**Short task A**
Transcribe the part of the blog excerpt on the Obama campaign that opens with the words containing "Don't buy any" and closes with "Not this time.".
**Short task B**
List the things the blog excerpt on the Obama campaign says the country is eager for.
**Short task C**
Resume the blog excerpt on the Obama campaign from where it stops.
— BEGIN Excerpt provided —
Don't buy any of it? Think that's all a bunch of tofu-sucking New Agey bulls-- and Obama is really a dangerously elitist political salesman whose inexperience will lead us further into darkness because, when you're talking national politics, nothing, really, ever changes? [Yep] I understand. I get it. I often believe it myself. Not this time.

Dick Cheney on a Segway

I am evolving! It's a new way of being on the planet!

[By the way, I have nothing against: "...The appeal, the pull, the ethereal and magical thing that seems to enthrall millions of people from all over the world, that keeps opening up and firing into new channels of the culture..." It's real, it just happens to be discoverable in the Church founded by Jesus Christ 2,000 years ago. And not in "swirling vibrational energies." Rather it's about giving up self-love, and taking up ones cross, and following.]

Posted by John Weidner at 09:16 AM | Comments (3)

June 03, 2008

Tip-toe around a little problem...

Yet another Dem lays the groundwork for blaming Obama's coming defeat on racism. It's got to be racism; a repudiation of Leftism or infanticide or "change" can't possibly happen in a country that is eager for higher taxes, racial quotas, feminism, and more government control of everything! Of course Mr Cohen has to tip-toe around a wee teensy little problem....This is a primary, and no Republicans are involved. (Thanks to Hugh)

....I tell them, for I am wont to please, that this campaign is indeed great when, as history will record, it is not. I have come to loathe the campaign.

I loathe above all the resurgence of racism -- or maybe it is merely my appreciation of the fact that it is wider and deeper than I thought. [And it is all among DEMOCRATS. You Lefties have, for decades, been delighted when you could claim (usually dishonestly) that Republicans are racist.The biter is bit.] I am stunned by the numbers of people who have come out to vote against Barack Obama because he is black. I am even more stunned that many of these people have no compunction about telling a pollster they voted on account of race -- one in five whites in Kentucky, for instance. [You "opinion leaders" have TAUGHT them to think in terms of interest groups, not individual worth. And now you are surprised?] Those voters didn't even know enough to lie, which is what, if you look at the numbers, others probably did in other states. Such honesty ought to be commendable. It is, instead, frightening...
— END Excerpt provided —
— BEGIN Supplied information —
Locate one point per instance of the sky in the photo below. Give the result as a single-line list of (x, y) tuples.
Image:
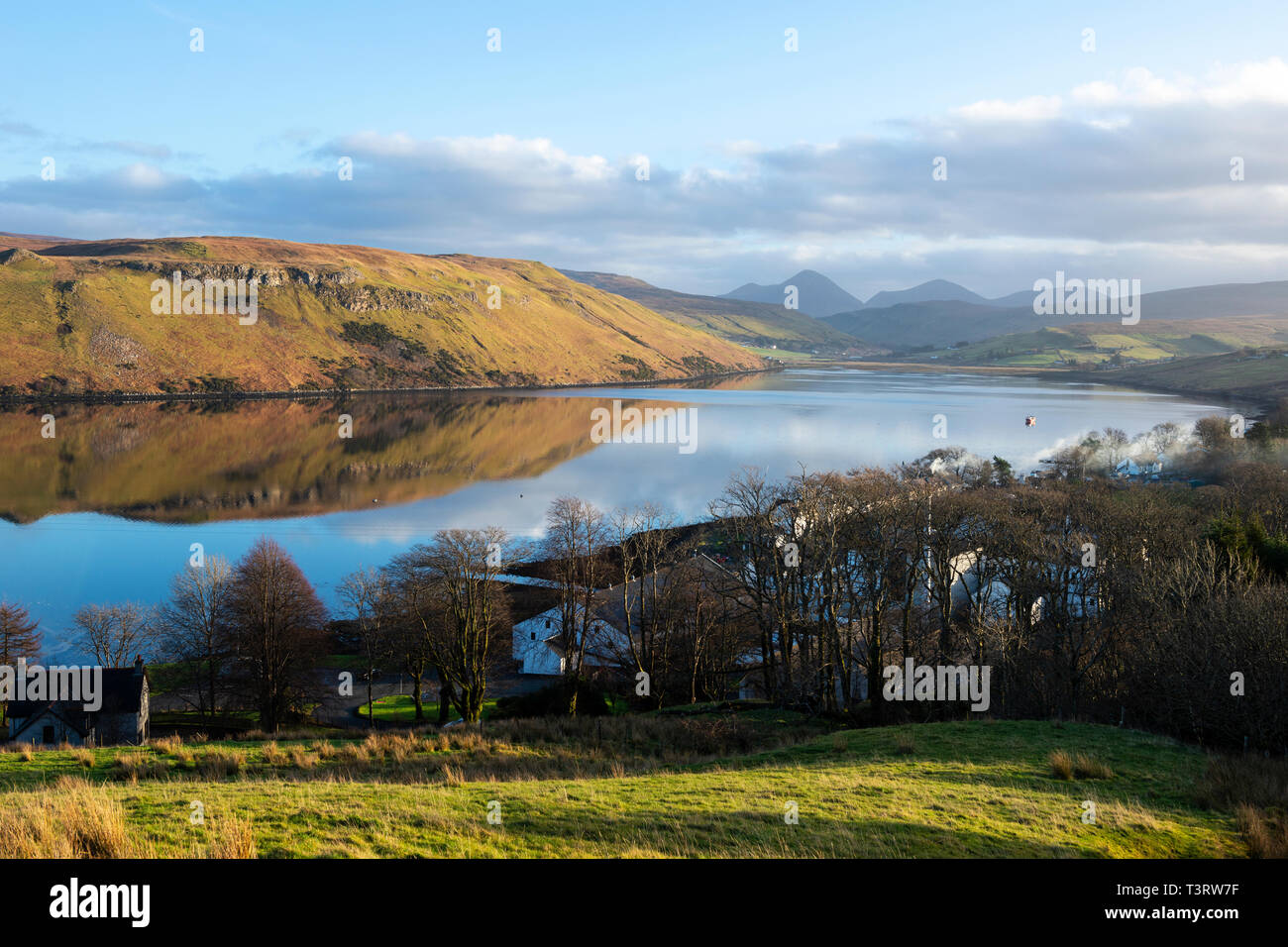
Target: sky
[(1109, 158)]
— END Supplied information —
**Final result A**
Don't buy any of it? Think that's all a bunch of tofu-sucking New Agey bulls-- and Obama is really a dangerously elitist political salesman whose inexperience will lead us further into darkness because, when you're talking national politics, nothing, really, ever changes? [Yep] I understand. I get it. I often believe it myself. Not this time.

**Final result B**
- higher taxes
- racial quotas
- feminism
- more government control of everything

**Final result C**
[We've been POUNDED with racialist propaganda for half a century. By people like you, Mr Cohen. Everything must be judged in terms of RACE. Or gender, or sexual orientation. (I know this; I've raised three children in SF. My daughter once said that at her school, "Black History Month comes four times a year!") But a lot of us—mostly Republicans—believe that God values every human being equally, and doesn't give a f*** whether they are black or white. We REJECT your leftist racism. We spit upon it. We judge people by their merits, and would have judged Colin Powell or Condi Rice in exactly the same way we chose between McCain and Romney.]

...I acknowledge that some people can find nonracial reasons to vote against Obama -- his youth, his inexperience, his uber-liberalism and, of course, his willingness to abide his minister's admiration for a racist demagogue (Louis Farrakhan) until it was way, way too late. But for too many people, Obama is first and foremost a black man and is rejected for that reason alone. This is very sad. [It is not "sad," it is evil. And it is your evil. Now you have to face it.]

I loathe what has happened to Hillary Clinton. This person of no mean achievement has been witchified, turned into a shrew, so that almost any remark of hers is instantly interpreted as sinister and ugly. All she had to do, for instance, was note that it took Lyndon Johnson to implement Martin Luther King's dream, and somehow it became a racist statement. The Obama camp has been no help in this regard, expressing insincere regret instead of a sincere "that's not what she meant.".... [I could go on and on here, but I've got to get back to work. You get my drift...]

* Update: Remember when Obama gave his fake-apology speech on race, and said, I think, "We need to have a national dialog on race?" Something like that?

Well, we've had a "national monolog" on race for the last 50 years, with liberals endlessly haranguing us ordinary white Americans, who are supposed to hang our heads and shuffle our feet, and feel guilty about how horrible we are. Well, maybe, just maybe, this Obama campaign may be the catalyst for a true dialog. And some people may at last be able to answer back. Starting with answering back to the claim that liberals are "morally superior beings" because they "wave the bloody shirt" of the Civil Rights Movement all the time.

Posted by John Weidner at 10:05 AM | Comments (1)

May 28, 2008

My dad called them "educated fools"

Hugh Hewitt writes...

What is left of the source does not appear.